§ Task directions
Without altering a word, return the records below, but exclude the pictures.

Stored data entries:
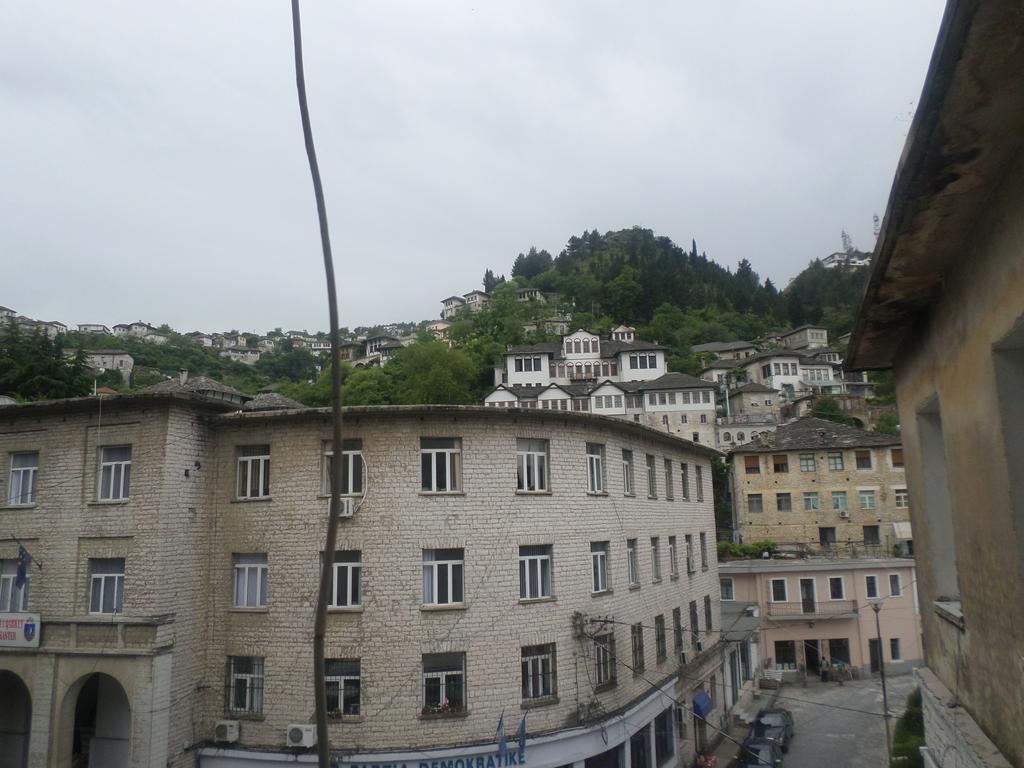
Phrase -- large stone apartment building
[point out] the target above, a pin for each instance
(553, 564)
(822, 485)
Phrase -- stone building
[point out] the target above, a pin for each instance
(819, 609)
(822, 485)
(555, 564)
(944, 309)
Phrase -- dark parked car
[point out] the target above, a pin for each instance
(760, 753)
(775, 725)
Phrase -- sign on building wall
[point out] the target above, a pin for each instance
(18, 630)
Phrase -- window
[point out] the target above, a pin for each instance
(599, 564)
(895, 588)
(442, 574)
(107, 585)
(115, 472)
(12, 597)
(595, 468)
(250, 581)
(24, 475)
(871, 586)
(727, 588)
(245, 685)
(636, 636)
(531, 465)
(341, 679)
(347, 569)
(351, 467)
(632, 566)
(894, 653)
(604, 659)
(660, 642)
(779, 593)
(863, 459)
(837, 589)
(538, 671)
(440, 464)
(443, 683)
(535, 571)
(655, 558)
(627, 472)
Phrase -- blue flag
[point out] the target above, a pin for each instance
(24, 560)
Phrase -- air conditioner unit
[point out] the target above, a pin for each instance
(301, 734)
(346, 505)
(226, 731)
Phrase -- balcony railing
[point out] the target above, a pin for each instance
(812, 608)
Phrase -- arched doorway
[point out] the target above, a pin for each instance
(102, 724)
(15, 721)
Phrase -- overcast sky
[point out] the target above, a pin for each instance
(153, 167)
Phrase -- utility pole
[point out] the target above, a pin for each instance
(327, 565)
(877, 606)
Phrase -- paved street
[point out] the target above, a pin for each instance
(839, 738)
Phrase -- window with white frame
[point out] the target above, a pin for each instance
(531, 465)
(442, 577)
(627, 472)
(12, 597)
(254, 471)
(342, 680)
(538, 667)
(24, 477)
(250, 581)
(115, 472)
(632, 565)
(440, 464)
(245, 685)
(347, 588)
(535, 571)
(604, 659)
(727, 588)
(779, 594)
(595, 468)
(837, 588)
(443, 683)
(895, 587)
(871, 587)
(599, 565)
(107, 585)
(351, 467)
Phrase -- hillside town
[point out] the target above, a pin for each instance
(816, 491)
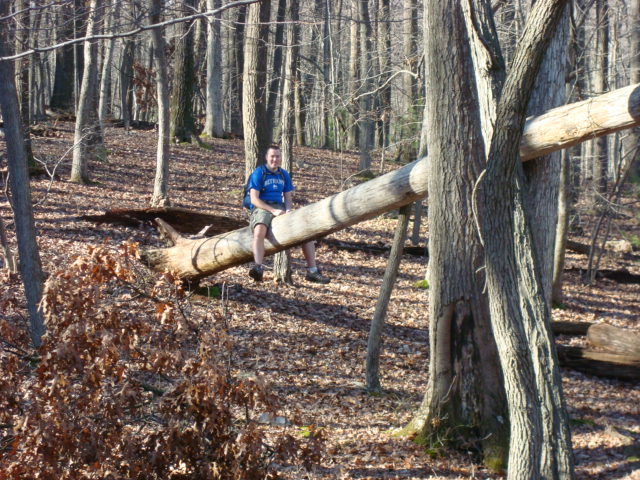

§ Problem solution
Phrase -- large stone apartment building
[point out] the target above, a pin for each instance
(553, 564)
(822, 485)
Phrase -- stone building
[point out] the target above, a pin for each instance
(819, 609)
(822, 485)
(555, 564)
(944, 309)
Phrase -- dark parked car
[point out] the target above, a pin for each instance
(760, 753)
(775, 725)
Phrase -- sign on building wall
[point out] the target above, a pin for each instance
(18, 630)
Phrase -- window
[point out] the target above, a pin for each instance
(599, 564)
(895, 588)
(442, 574)
(107, 585)
(115, 472)
(12, 597)
(595, 468)
(250, 581)
(24, 475)
(871, 586)
(727, 588)
(245, 685)
(636, 636)
(531, 465)
(341, 679)
(347, 569)
(351, 467)
(632, 566)
(894, 653)
(604, 659)
(660, 642)
(779, 593)
(863, 459)
(837, 589)
(538, 671)
(440, 464)
(443, 683)
(535, 571)
(655, 558)
(627, 472)
Phrase -- blue flag
[point out] the target above, a pin for each instance
(24, 560)
Phrase -- air conditioner unit
[point out] the target above, a pin for each instance
(301, 734)
(346, 505)
(226, 731)
Phrase -- balcony railing
[point out] the target above, a pin for each instance
(812, 608)
Phrase -- arched doorway
[point out] the target above, a pin for each instance
(102, 724)
(15, 721)
Phrase -- overcast sky
[point out] the target above, a pin for each instance
(153, 167)
Phrase -- utility pole
[point out] the target above, a pin for each instance
(327, 565)
(877, 606)
Phrase -- paved street
[point out] the target above, a pin for each instance
(839, 738)
Phrase -- window with white frame
[point out] the target above, a pin for each instance
(531, 465)
(442, 577)
(627, 472)
(12, 597)
(254, 471)
(342, 680)
(538, 667)
(24, 477)
(250, 581)
(115, 472)
(632, 565)
(440, 464)
(245, 685)
(347, 588)
(535, 571)
(604, 659)
(727, 588)
(779, 594)
(595, 468)
(837, 588)
(443, 683)
(895, 587)
(871, 587)
(599, 565)
(107, 585)
(351, 467)
Phrase -- hillside town
[point out] the target above, a pin for each instance
(816, 491)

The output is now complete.